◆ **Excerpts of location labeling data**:
* START *

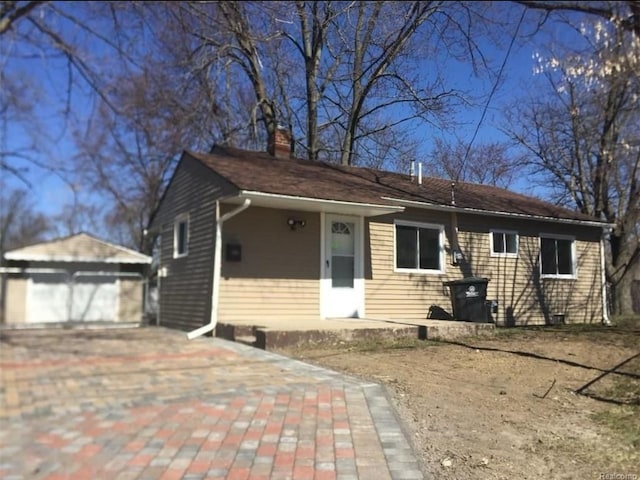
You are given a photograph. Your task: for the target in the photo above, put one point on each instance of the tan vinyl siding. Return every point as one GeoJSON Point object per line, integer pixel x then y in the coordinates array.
{"type": "Point", "coordinates": [278, 276]}
{"type": "Point", "coordinates": [16, 301]}
{"type": "Point", "coordinates": [185, 293]}
{"type": "Point", "coordinates": [524, 297]}
{"type": "Point", "coordinates": [130, 301]}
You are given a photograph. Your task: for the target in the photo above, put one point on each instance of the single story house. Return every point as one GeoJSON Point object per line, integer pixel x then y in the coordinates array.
{"type": "Point", "coordinates": [310, 240]}
{"type": "Point", "coordinates": [79, 278]}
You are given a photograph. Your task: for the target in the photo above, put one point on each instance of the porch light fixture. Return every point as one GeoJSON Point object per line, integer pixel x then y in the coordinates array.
{"type": "Point", "coordinates": [294, 223]}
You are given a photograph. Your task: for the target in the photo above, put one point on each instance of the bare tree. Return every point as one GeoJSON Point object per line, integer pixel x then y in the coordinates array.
{"type": "Point", "coordinates": [581, 133]}
{"type": "Point", "coordinates": [489, 163]}
{"type": "Point", "coordinates": [20, 224]}
{"type": "Point", "coordinates": [347, 78]}
{"type": "Point", "coordinates": [625, 13]}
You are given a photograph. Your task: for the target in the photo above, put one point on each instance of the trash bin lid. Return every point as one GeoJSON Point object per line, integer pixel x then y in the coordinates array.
{"type": "Point", "coordinates": [466, 281]}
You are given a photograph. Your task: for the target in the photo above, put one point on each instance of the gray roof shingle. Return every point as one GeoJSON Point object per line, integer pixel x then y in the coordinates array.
{"type": "Point", "coordinates": [260, 172]}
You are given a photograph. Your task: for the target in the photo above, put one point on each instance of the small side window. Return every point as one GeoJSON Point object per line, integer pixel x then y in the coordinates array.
{"type": "Point", "coordinates": [557, 257]}
{"type": "Point", "coordinates": [181, 237]}
{"type": "Point", "coordinates": [504, 244]}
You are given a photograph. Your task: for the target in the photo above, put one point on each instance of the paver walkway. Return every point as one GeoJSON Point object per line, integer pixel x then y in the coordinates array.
{"type": "Point", "coordinates": [148, 404]}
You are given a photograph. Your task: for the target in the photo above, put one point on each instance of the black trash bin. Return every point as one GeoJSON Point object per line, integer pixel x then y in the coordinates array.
{"type": "Point", "coordinates": [469, 299]}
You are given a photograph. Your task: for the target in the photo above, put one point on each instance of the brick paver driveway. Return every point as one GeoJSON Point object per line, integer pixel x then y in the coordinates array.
{"type": "Point", "coordinates": [148, 404]}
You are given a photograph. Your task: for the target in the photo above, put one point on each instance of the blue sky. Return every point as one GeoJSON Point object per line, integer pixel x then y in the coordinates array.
{"type": "Point", "coordinates": [51, 194]}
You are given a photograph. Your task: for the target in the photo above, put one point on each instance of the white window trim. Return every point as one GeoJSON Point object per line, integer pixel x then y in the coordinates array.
{"type": "Point", "coordinates": [574, 256]}
{"type": "Point", "coordinates": [504, 254]}
{"type": "Point", "coordinates": [424, 271]}
{"type": "Point", "coordinates": [176, 229]}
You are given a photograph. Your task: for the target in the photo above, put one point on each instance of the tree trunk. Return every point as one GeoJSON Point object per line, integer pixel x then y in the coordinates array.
{"type": "Point", "coordinates": [622, 300]}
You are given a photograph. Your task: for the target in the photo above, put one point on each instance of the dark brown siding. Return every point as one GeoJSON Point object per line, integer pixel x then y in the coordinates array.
{"type": "Point", "coordinates": [185, 293]}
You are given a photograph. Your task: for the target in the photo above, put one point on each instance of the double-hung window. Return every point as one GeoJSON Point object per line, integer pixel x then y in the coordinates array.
{"type": "Point", "coordinates": [419, 247]}
{"type": "Point", "coordinates": [557, 256]}
{"type": "Point", "coordinates": [504, 243]}
{"type": "Point", "coordinates": [181, 236]}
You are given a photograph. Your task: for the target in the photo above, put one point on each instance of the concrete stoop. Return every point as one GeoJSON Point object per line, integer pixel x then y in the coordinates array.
{"type": "Point", "coordinates": [270, 338]}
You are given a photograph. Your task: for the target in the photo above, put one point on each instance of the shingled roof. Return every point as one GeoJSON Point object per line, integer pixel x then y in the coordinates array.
{"type": "Point", "coordinates": [260, 172]}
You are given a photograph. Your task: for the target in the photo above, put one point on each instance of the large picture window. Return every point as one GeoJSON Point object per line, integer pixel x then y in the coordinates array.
{"type": "Point", "coordinates": [504, 243]}
{"type": "Point", "coordinates": [419, 247]}
{"type": "Point", "coordinates": [181, 236]}
{"type": "Point", "coordinates": [557, 257]}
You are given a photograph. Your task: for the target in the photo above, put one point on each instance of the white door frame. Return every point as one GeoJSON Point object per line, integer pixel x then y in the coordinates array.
{"type": "Point", "coordinates": [325, 279]}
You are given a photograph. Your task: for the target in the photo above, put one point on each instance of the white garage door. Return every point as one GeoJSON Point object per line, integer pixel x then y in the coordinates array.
{"type": "Point", "coordinates": [51, 299]}
{"type": "Point", "coordinates": [47, 298]}
{"type": "Point", "coordinates": [94, 299]}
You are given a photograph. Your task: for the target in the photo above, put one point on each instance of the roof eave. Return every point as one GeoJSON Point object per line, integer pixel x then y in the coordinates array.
{"type": "Point", "coordinates": [273, 200]}
{"type": "Point", "coordinates": [27, 257]}
{"type": "Point", "coordinates": [476, 211]}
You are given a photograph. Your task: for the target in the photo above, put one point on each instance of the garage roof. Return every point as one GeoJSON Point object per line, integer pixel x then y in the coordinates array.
{"type": "Point", "coordinates": [81, 247]}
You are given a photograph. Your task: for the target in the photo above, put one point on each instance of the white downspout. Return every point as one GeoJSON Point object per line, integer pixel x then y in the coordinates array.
{"type": "Point", "coordinates": [217, 266]}
{"type": "Point", "coordinates": [603, 278]}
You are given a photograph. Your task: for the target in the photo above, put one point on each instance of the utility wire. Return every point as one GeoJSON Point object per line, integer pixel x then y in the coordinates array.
{"type": "Point", "coordinates": [493, 90]}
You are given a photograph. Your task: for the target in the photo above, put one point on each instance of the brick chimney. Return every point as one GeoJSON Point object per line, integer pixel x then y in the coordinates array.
{"type": "Point", "coordinates": [281, 146]}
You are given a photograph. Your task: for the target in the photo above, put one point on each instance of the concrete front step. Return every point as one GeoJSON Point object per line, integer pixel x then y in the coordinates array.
{"type": "Point", "coordinates": [273, 338]}
{"type": "Point", "coordinates": [246, 339]}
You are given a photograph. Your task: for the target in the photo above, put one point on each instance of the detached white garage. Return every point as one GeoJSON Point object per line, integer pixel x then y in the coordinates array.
{"type": "Point", "coordinates": [74, 279]}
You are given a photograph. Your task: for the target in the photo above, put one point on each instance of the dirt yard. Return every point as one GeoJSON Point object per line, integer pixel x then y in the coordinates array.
{"type": "Point", "coordinates": [506, 406]}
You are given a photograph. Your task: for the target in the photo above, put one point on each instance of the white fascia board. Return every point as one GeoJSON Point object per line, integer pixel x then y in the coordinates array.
{"type": "Point", "coordinates": [32, 257]}
{"type": "Point", "coordinates": [475, 211]}
{"type": "Point", "coordinates": [272, 200]}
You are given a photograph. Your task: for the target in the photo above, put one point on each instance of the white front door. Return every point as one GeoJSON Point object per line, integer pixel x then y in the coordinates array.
{"type": "Point", "coordinates": [343, 280]}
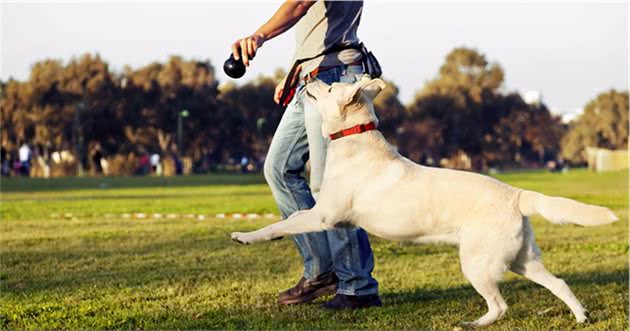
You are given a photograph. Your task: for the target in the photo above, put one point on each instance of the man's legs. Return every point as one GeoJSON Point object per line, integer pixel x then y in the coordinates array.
{"type": "Point", "coordinates": [285, 161]}
{"type": "Point", "coordinates": [350, 248]}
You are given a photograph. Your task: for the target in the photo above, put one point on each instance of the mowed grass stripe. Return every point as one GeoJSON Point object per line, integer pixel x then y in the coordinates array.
{"type": "Point", "coordinates": [113, 273]}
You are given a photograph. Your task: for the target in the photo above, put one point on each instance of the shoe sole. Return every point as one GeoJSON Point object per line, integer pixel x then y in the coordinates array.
{"type": "Point", "coordinates": [328, 290]}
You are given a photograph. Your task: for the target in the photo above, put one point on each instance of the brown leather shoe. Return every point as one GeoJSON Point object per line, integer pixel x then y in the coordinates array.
{"type": "Point", "coordinates": [309, 289]}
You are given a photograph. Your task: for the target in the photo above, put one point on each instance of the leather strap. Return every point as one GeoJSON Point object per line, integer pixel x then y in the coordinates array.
{"type": "Point", "coordinates": [293, 77]}
{"type": "Point", "coordinates": [353, 130]}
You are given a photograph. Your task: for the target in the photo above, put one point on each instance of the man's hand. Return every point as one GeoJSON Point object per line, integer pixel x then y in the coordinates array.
{"type": "Point", "coordinates": [246, 48]}
{"type": "Point", "coordinates": [279, 90]}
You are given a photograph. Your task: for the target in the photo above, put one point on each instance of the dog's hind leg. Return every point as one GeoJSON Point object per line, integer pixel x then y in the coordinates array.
{"type": "Point", "coordinates": [481, 271]}
{"type": "Point", "coordinates": [529, 264]}
{"type": "Point", "coordinates": [299, 222]}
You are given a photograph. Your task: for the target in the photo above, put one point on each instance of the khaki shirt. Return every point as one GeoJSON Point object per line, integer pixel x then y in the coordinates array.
{"type": "Point", "coordinates": [328, 23]}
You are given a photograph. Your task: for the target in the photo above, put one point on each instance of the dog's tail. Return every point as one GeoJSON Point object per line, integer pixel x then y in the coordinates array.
{"type": "Point", "coordinates": [564, 211]}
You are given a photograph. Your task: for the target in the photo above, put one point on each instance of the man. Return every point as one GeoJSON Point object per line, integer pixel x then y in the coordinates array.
{"type": "Point", "coordinates": [336, 261]}
{"type": "Point", "coordinates": [24, 154]}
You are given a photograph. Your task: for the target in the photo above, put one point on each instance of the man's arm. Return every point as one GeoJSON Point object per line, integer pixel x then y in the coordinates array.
{"type": "Point", "coordinates": [289, 13]}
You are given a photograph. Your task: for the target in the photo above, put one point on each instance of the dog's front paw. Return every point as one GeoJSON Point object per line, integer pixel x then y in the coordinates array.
{"type": "Point", "coordinates": [240, 237]}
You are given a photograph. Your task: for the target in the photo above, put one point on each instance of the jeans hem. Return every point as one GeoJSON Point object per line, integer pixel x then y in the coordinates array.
{"type": "Point", "coordinates": [357, 293]}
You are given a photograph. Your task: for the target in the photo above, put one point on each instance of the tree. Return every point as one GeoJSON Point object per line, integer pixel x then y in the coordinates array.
{"type": "Point", "coordinates": [390, 111]}
{"type": "Point", "coordinates": [604, 124]}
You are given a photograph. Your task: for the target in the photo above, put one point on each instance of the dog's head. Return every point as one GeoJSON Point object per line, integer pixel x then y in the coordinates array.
{"type": "Point", "coordinates": [343, 105]}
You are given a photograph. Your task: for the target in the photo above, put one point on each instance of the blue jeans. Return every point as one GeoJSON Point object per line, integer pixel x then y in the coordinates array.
{"type": "Point", "coordinates": [298, 137]}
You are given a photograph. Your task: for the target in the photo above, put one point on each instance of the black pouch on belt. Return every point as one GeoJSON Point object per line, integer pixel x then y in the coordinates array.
{"type": "Point", "coordinates": [370, 65]}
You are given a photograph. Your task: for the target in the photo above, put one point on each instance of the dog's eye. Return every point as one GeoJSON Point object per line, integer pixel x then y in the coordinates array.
{"type": "Point", "coordinates": [310, 95]}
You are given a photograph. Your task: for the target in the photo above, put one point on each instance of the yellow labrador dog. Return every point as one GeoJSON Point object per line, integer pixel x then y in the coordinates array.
{"type": "Point", "coordinates": [369, 185]}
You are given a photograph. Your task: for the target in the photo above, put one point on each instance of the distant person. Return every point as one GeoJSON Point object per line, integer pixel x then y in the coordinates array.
{"type": "Point", "coordinates": [97, 156]}
{"type": "Point", "coordinates": [156, 168]}
{"type": "Point", "coordinates": [337, 261]}
{"type": "Point", "coordinates": [143, 164]}
{"type": "Point", "coordinates": [5, 162]}
{"type": "Point", "coordinates": [25, 156]}
{"type": "Point", "coordinates": [244, 162]}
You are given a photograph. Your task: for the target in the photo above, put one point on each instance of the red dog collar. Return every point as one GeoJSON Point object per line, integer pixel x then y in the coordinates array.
{"type": "Point", "coordinates": [353, 130]}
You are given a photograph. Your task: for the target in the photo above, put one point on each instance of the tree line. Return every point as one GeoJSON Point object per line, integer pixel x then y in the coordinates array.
{"type": "Point", "coordinates": [461, 118]}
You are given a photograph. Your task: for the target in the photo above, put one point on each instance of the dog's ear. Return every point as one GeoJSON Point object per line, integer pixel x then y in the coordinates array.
{"type": "Point", "coordinates": [316, 89]}
{"type": "Point", "coordinates": [370, 87]}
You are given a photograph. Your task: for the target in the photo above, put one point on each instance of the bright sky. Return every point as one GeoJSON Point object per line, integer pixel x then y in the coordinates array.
{"type": "Point", "coordinates": [569, 51]}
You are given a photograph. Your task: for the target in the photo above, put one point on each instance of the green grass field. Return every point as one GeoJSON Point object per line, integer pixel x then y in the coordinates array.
{"type": "Point", "coordinates": [89, 271]}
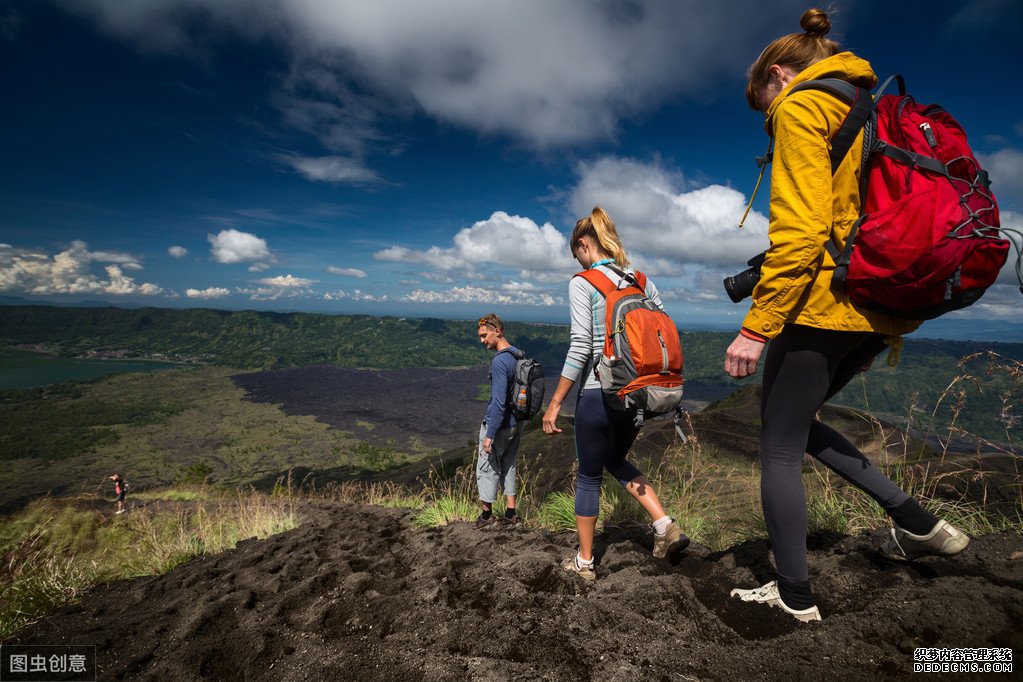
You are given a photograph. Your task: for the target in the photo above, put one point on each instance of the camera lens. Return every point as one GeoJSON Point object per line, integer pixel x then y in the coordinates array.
{"type": "Point", "coordinates": [741, 285]}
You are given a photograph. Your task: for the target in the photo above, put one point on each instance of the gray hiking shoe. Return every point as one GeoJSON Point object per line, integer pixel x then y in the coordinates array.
{"type": "Point", "coordinates": [943, 540]}
{"type": "Point", "coordinates": [672, 540]}
{"type": "Point", "coordinates": [512, 521]}
{"type": "Point", "coordinates": [482, 523]}
{"type": "Point", "coordinates": [768, 595]}
{"type": "Point", "coordinates": [586, 573]}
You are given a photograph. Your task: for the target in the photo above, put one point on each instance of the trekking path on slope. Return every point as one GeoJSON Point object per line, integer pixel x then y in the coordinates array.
{"type": "Point", "coordinates": [358, 592]}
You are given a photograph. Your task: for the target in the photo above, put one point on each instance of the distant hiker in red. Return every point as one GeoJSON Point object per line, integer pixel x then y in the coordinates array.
{"type": "Point", "coordinates": [816, 338]}
{"type": "Point", "coordinates": [119, 488]}
{"type": "Point", "coordinates": [604, 430]}
{"type": "Point", "coordinates": [498, 446]}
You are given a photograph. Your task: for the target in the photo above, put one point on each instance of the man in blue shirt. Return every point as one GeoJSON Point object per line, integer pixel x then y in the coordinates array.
{"type": "Point", "coordinates": [498, 450]}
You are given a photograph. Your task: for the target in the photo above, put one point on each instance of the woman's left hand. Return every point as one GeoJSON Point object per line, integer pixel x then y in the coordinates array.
{"type": "Point", "coordinates": [742, 357]}
{"type": "Point", "coordinates": [550, 418]}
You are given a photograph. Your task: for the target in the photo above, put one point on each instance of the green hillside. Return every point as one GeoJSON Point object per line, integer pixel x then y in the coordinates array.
{"type": "Point", "coordinates": [985, 395]}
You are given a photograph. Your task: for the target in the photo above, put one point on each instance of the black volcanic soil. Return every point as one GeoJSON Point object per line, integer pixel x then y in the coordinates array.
{"type": "Point", "coordinates": [436, 405]}
{"type": "Point", "coordinates": [359, 593]}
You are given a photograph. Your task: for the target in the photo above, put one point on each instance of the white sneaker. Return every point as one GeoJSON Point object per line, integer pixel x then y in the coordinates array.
{"type": "Point", "coordinates": [768, 595]}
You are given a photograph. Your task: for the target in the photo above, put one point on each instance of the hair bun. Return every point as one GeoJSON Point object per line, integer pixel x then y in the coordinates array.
{"type": "Point", "coordinates": [815, 23]}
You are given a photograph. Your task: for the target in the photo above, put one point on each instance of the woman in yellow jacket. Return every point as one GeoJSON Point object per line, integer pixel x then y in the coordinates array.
{"type": "Point", "coordinates": [818, 339]}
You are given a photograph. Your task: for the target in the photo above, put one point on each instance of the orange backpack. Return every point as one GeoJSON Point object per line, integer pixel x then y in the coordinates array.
{"type": "Point", "coordinates": [641, 362]}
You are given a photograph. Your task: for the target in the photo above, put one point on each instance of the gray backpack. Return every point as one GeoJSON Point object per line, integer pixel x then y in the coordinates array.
{"type": "Point", "coordinates": [526, 395]}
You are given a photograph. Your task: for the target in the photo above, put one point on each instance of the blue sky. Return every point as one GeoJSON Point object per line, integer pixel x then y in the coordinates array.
{"type": "Point", "coordinates": [428, 158]}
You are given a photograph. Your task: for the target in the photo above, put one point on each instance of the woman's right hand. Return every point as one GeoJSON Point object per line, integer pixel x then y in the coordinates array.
{"type": "Point", "coordinates": [550, 418]}
{"type": "Point", "coordinates": [742, 357]}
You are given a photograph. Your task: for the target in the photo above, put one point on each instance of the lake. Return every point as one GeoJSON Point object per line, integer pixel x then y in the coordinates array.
{"type": "Point", "coordinates": [25, 369]}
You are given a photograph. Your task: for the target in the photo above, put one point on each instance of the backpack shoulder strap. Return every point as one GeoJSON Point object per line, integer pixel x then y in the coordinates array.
{"type": "Point", "coordinates": [599, 281]}
{"type": "Point", "coordinates": [518, 354]}
{"type": "Point", "coordinates": [860, 117]}
{"type": "Point", "coordinates": [860, 105]}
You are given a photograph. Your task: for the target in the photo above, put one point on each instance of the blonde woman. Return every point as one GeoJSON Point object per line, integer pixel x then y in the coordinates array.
{"type": "Point", "coordinates": [604, 434]}
{"type": "Point", "coordinates": [815, 338]}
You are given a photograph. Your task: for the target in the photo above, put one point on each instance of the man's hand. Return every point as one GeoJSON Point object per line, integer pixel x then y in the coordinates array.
{"type": "Point", "coordinates": [742, 357]}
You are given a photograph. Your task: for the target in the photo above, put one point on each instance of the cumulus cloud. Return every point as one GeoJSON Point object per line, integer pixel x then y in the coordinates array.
{"type": "Point", "coordinates": [331, 169]}
{"type": "Point", "coordinates": [357, 294]}
{"type": "Point", "coordinates": [347, 272]}
{"type": "Point", "coordinates": [509, 240]}
{"type": "Point", "coordinates": [507, 294]}
{"type": "Point", "coordinates": [286, 281]}
{"type": "Point", "coordinates": [230, 246]}
{"type": "Point", "coordinates": [207, 293]}
{"type": "Point", "coordinates": [659, 218]}
{"type": "Point", "coordinates": [565, 73]}
{"type": "Point", "coordinates": [35, 272]}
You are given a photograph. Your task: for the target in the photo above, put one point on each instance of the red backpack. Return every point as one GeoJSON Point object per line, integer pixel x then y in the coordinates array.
{"type": "Point", "coordinates": [641, 362]}
{"type": "Point", "coordinates": [928, 240]}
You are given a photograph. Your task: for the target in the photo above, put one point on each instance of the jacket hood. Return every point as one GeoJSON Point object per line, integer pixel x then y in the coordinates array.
{"type": "Point", "coordinates": [844, 65]}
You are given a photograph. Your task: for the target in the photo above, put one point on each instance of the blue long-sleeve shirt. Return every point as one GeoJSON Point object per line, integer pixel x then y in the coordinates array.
{"type": "Point", "coordinates": [501, 377]}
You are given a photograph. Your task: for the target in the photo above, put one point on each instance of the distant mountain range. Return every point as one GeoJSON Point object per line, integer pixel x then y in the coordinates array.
{"type": "Point", "coordinates": [952, 328]}
{"type": "Point", "coordinates": [987, 399]}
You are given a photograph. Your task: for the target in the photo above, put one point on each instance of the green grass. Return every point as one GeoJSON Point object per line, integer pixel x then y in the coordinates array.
{"type": "Point", "coordinates": [446, 509]}
{"type": "Point", "coordinates": [54, 550]}
{"type": "Point", "coordinates": [557, 512]}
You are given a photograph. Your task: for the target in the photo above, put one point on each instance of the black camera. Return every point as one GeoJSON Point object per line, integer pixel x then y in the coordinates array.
{"type": "Point", "coordinates": [741, 285]}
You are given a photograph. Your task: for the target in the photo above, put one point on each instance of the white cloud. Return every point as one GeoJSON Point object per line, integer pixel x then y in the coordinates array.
{"type": "Point", "coordinates": [229, 246]}
{"type": "Point", "coordinates": [286, 281]}
{"type": "Point", "coordinates": [481, 294]}
{"type": "Point", "coordinates": [660, 220]}
{"type": "Point", "coordinates": [1014, 222]}
{"type": "Point", "coordinates": [547, 74]}
{"type": "Point", "coordinates": [1006, 170]}
{"type": "Point", "coordinates": [357, 294]}
{"type": "Point", "coordinates": [347, 272]}
{"type": "Point", "coordinates": [331, 169]}
{"type": "Point", "coordinates": [68, 272]}
{"type": "Point", "coordinates": [508, 240]}
{"type": "Point", "coordinates": [211, 292]}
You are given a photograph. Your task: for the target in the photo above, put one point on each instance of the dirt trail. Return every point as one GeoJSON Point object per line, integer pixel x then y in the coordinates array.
{"type": "Point", "coordinates": [358, 592]}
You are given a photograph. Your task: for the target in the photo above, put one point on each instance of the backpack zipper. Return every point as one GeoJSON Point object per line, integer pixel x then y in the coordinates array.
{"type": "Point", "coordinates": [925, 128]}
{"type": "Point", "coordinates": [664, 353]}
{"type": "Point", "coordinates": [954, 280]}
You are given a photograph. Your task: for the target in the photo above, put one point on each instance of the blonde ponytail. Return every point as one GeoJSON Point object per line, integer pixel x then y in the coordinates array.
{"type": "Point", "coordinates": [599, 226]}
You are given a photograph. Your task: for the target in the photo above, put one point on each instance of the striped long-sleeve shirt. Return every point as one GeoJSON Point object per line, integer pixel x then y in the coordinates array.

* END *

Extract every line from the one containing "the dirt trail." to the end of the entries, including both of those lines, exactly as given and with nothing added.

◆ **Exercise answer**:
You are given a photograph. Your task: for the target in the photo above, put one point on each instance of the dirt trail. Return every point as one GeoJSON Point object per line, integer pixel x then y in the coordinates array.
{"type": "Point", "coordinates": [358, 592]}
You are given a photograph. Your task: for the target in the photo above, put one point on each instance of the backpack zipper. Return every point as one GeoJSON Point object per line, integer pixel x then y in the coordinates array.
{"type": "Point", "coordinates": [925, 128]}
{"type": "Point", "coordinates": [664, 353]}
{"type": "Point", "coordinates": [954, 280]}
You are given a photograph. Your task: for the target in the photo above, put one point on each instance of the blonde ponytail. Return every point as one GeoJSON Point object per line, integer pixel x then y in the coordinates array.
{"type": "Point", "coordinates": [599, 226]}
You are given a photograph. Your task: for the target in the photo above, put one point on each instance of the striped long-sleeve shirt. Return every point as one GeoJSON Point object per line, integer pixel x then y in the coordinates array.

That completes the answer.